- AIM OF THE TASK:
The answer must consist solely of the line containing "Acceptance check — pointer output." and every line after it in the records below, through the last, each reproduced exactly.

Saved entries
----------
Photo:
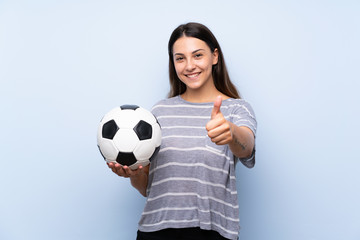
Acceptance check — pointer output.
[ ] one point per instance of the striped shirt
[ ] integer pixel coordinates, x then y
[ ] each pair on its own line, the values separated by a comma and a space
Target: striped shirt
----------
- EXERCISE ANSWER:
Acceptance check — pointer output.
[ ] one point per instance of the striped shirt
[ ] integer pixel coordinates, x then y
[ ] each pair on its own line, the values separated by a comma and a space
Target: striped shirt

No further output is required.